§ **Exercise description**:
What lines below mention the word "dandelion"? Copy each one.

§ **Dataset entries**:
____

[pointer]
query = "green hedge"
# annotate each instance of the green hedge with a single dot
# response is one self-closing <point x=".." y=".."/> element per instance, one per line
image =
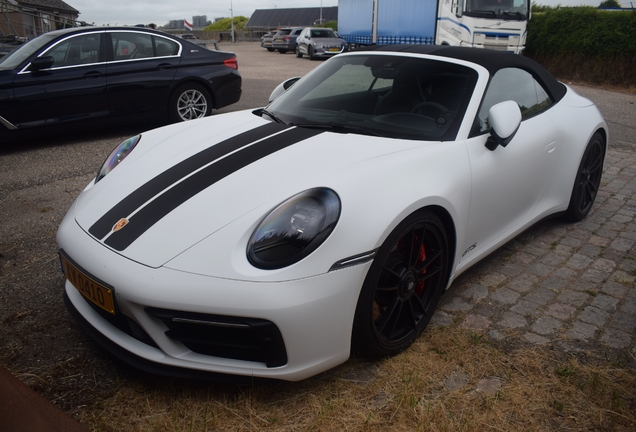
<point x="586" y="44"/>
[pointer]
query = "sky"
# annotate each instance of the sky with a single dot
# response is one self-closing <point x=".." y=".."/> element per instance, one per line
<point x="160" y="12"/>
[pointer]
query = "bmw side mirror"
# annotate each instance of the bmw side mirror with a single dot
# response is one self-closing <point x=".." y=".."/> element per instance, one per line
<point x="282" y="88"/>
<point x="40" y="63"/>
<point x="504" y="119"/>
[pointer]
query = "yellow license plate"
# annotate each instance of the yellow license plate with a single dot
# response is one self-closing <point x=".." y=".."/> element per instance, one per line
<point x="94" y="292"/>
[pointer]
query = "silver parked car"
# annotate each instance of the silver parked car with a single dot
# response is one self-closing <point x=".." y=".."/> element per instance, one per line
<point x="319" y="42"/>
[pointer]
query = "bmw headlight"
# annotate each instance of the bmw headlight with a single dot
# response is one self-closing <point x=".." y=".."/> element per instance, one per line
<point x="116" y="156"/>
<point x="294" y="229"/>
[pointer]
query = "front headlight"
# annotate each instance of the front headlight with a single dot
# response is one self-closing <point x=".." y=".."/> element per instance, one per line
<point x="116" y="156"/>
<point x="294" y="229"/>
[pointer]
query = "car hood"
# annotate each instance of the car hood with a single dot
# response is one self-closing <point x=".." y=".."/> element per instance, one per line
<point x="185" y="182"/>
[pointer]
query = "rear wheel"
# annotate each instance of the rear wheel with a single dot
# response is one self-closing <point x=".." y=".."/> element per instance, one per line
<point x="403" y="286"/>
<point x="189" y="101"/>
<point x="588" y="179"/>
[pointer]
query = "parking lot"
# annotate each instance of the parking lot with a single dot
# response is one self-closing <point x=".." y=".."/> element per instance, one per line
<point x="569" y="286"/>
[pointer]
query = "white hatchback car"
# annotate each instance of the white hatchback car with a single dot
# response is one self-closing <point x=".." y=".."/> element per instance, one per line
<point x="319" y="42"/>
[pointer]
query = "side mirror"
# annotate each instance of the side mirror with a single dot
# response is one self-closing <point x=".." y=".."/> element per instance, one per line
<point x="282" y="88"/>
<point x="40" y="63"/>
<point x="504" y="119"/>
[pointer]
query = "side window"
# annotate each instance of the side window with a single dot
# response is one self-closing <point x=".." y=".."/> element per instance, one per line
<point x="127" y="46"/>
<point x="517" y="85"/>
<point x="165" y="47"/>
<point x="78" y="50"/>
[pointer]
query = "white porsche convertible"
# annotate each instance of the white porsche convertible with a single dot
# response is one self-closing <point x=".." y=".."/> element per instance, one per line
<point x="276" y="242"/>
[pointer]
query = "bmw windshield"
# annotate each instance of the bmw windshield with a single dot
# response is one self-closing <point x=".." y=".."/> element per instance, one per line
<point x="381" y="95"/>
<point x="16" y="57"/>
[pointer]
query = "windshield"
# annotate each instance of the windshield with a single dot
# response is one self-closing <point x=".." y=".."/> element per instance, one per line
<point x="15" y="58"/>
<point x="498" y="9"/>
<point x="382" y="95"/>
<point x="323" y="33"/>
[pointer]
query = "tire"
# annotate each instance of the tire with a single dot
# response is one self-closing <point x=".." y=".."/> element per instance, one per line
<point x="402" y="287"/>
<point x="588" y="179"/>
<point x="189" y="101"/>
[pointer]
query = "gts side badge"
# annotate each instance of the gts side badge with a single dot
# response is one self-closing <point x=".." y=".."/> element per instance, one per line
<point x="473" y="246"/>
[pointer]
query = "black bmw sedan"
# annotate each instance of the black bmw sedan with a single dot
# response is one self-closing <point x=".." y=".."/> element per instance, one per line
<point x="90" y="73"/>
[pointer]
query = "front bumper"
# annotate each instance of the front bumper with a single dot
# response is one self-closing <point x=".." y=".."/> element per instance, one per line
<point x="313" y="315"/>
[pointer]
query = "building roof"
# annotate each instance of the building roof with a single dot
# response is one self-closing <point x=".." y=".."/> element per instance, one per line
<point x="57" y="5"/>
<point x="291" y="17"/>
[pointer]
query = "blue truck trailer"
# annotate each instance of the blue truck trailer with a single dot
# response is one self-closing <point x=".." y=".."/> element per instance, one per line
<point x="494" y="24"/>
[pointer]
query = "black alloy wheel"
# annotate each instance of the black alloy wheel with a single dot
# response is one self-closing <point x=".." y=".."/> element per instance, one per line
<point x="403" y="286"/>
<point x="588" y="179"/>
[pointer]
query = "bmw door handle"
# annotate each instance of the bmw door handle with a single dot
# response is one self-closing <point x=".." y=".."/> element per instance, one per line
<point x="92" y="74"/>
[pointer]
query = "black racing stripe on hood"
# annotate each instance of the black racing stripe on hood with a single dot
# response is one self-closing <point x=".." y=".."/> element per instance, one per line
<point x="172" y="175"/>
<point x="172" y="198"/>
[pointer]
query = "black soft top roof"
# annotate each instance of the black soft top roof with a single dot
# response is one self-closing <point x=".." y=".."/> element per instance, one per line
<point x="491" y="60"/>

____

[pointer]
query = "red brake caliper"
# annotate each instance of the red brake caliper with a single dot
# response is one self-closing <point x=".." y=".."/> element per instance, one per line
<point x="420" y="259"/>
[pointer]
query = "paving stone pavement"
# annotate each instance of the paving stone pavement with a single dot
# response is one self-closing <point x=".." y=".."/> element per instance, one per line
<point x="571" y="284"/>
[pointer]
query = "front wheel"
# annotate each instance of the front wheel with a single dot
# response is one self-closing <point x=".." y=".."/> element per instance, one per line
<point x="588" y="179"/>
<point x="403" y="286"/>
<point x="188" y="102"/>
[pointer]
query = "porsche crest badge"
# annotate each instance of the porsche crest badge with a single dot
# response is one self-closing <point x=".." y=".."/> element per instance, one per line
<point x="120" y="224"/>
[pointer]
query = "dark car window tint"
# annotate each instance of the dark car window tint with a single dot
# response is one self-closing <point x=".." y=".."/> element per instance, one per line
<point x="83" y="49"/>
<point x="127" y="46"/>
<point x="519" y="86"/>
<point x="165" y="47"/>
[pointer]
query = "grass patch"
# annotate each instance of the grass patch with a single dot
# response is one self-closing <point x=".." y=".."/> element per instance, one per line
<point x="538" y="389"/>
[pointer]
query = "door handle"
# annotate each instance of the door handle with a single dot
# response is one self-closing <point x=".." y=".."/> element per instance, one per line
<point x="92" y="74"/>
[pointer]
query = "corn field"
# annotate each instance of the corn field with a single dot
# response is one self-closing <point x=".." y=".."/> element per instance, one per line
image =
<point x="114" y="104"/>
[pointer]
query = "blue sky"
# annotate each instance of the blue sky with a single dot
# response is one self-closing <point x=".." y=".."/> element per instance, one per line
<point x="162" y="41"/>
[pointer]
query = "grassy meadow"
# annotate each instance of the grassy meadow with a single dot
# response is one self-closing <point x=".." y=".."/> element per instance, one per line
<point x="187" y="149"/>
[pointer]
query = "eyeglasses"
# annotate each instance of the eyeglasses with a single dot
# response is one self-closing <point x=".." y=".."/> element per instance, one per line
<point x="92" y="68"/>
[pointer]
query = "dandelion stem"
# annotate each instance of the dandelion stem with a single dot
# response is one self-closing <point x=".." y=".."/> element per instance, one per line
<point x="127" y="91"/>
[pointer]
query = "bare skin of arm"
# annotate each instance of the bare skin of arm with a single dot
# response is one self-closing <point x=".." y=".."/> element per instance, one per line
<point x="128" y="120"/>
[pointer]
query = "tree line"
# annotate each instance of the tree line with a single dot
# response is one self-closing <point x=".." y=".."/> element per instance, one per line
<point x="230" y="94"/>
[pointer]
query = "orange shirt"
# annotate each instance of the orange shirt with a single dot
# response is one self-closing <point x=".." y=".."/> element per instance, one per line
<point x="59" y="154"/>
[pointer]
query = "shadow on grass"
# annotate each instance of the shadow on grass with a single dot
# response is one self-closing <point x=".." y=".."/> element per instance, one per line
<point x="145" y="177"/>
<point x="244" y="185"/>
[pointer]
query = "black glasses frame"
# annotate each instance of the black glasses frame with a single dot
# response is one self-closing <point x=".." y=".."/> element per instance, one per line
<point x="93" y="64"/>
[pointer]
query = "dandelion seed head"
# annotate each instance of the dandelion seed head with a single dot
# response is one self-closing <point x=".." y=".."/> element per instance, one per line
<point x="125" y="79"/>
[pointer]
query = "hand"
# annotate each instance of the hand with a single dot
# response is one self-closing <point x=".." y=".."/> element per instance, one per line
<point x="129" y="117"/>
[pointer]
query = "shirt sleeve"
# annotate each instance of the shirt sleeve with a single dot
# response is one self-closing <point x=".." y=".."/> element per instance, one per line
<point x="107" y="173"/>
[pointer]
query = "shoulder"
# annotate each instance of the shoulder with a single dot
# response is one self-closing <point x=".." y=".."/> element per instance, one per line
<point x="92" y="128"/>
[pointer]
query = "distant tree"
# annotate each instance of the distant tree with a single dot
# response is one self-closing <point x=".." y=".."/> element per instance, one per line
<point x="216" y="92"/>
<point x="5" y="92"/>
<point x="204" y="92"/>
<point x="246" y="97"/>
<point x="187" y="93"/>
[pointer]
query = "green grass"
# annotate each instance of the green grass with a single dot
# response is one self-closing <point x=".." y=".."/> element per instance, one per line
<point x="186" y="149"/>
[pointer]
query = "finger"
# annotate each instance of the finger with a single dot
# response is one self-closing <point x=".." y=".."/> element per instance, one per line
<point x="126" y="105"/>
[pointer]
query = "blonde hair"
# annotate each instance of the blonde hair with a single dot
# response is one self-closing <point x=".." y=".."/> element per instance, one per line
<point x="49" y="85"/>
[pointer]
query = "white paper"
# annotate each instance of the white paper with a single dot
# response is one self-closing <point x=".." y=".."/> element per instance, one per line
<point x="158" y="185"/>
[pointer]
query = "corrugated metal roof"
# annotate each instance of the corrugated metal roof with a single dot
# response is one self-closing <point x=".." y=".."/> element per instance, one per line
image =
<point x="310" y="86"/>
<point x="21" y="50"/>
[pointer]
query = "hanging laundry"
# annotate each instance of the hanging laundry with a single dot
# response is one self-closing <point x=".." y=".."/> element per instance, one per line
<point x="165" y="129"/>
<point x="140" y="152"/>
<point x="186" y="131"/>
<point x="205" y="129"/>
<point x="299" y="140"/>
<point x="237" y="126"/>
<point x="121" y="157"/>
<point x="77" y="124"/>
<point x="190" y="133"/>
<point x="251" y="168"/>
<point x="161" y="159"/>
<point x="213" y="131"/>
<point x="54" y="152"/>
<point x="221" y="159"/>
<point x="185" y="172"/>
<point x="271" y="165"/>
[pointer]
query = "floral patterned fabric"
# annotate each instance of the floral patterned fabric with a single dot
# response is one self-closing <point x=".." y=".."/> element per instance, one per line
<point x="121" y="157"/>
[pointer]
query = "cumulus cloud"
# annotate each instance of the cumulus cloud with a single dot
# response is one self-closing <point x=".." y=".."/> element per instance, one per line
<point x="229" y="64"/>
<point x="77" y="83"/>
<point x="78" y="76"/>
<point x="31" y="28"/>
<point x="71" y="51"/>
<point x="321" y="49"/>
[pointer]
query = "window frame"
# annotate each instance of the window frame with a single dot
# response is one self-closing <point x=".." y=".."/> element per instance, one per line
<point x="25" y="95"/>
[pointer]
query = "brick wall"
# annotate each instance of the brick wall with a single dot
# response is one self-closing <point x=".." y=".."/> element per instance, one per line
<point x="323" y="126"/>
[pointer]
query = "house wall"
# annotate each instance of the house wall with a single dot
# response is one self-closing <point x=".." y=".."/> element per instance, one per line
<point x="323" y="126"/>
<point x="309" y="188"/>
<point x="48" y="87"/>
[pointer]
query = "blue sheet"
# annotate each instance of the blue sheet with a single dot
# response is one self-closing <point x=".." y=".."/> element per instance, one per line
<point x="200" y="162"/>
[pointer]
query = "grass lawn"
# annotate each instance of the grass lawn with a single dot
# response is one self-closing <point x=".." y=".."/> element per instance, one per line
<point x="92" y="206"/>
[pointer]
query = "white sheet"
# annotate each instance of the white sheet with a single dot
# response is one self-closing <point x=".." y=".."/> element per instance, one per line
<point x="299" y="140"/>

____

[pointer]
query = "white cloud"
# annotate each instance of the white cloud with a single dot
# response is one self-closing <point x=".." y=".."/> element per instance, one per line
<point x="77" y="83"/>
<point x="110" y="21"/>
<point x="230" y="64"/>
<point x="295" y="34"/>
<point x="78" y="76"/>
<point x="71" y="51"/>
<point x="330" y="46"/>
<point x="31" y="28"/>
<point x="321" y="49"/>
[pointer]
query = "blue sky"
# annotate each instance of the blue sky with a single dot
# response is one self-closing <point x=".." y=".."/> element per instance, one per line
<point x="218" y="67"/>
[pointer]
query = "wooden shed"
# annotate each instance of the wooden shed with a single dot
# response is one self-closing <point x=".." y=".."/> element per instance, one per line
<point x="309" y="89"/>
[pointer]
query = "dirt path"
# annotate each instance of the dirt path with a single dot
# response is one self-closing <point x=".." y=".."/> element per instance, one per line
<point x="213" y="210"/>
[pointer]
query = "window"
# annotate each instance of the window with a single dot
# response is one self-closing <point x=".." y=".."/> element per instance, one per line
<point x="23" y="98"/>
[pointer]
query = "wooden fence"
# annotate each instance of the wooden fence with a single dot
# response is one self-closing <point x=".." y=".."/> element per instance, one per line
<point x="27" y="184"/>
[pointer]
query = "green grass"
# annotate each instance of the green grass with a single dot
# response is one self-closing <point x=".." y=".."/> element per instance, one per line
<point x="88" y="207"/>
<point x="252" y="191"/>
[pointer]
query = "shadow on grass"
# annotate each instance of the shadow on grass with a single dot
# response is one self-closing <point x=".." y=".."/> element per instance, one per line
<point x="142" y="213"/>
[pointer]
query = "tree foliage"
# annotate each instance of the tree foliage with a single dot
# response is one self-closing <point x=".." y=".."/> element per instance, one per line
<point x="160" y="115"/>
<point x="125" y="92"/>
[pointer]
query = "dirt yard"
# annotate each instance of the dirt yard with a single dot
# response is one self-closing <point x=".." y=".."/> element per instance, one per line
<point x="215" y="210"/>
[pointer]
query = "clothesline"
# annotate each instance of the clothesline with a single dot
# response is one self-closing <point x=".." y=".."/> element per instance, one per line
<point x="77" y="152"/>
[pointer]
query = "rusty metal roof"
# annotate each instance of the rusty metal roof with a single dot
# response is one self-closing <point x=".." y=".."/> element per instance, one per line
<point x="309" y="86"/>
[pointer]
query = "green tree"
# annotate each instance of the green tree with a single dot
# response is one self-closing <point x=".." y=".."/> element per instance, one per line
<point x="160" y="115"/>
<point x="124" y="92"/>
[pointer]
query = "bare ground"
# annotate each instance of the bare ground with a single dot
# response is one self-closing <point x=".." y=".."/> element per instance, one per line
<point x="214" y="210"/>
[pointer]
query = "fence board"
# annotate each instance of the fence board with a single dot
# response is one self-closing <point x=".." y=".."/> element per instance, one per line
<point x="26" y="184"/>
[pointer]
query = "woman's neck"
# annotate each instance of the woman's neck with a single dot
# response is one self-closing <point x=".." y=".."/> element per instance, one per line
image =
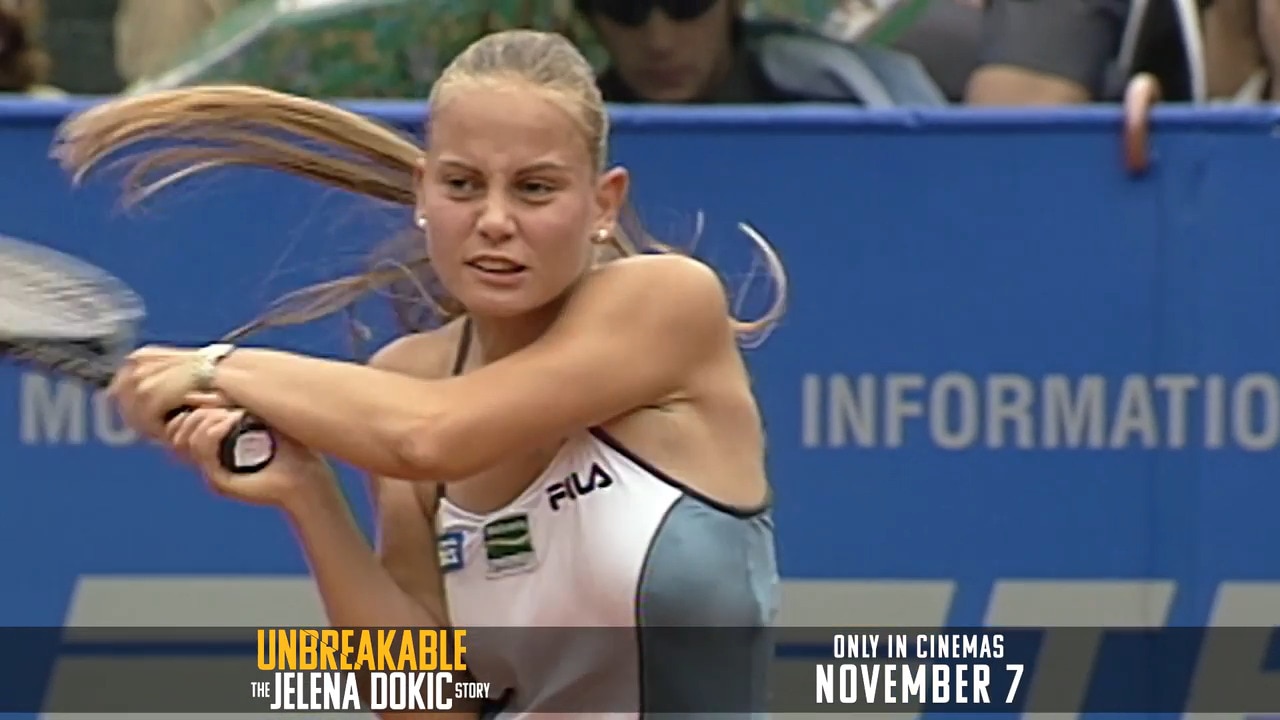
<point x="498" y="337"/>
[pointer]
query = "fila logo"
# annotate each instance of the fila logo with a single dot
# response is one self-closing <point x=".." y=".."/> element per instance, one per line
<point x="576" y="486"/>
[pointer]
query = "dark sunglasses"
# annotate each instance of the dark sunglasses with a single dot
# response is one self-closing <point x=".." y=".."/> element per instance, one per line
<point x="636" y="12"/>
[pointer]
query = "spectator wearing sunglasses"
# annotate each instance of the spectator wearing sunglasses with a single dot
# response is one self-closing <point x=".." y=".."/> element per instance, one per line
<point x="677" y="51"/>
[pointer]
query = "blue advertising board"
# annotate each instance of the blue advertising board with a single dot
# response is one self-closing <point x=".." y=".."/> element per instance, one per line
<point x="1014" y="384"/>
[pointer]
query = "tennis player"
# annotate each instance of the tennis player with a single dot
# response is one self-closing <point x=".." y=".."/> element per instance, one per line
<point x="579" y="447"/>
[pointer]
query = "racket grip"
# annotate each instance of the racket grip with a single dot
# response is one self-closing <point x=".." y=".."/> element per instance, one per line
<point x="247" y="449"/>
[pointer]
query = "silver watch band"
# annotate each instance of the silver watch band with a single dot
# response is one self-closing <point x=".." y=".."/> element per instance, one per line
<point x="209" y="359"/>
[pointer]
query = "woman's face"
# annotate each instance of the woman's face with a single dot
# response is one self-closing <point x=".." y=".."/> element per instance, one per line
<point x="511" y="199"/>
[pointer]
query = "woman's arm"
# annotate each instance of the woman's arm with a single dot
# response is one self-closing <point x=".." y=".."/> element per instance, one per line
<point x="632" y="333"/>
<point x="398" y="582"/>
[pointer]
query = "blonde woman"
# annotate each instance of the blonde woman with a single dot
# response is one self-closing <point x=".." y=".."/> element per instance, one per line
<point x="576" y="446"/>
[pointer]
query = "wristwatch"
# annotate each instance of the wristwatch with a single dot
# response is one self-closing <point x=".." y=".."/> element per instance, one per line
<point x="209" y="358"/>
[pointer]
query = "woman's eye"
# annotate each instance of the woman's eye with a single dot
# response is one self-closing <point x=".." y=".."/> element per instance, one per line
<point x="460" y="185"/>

____

§ **Task answer**:
query = "dandelion stem"
# annotate each instance of the dandelion stem with a single dot
query = "dandelion seed head"
# annotate each instance of the dandelion seed head with a single dot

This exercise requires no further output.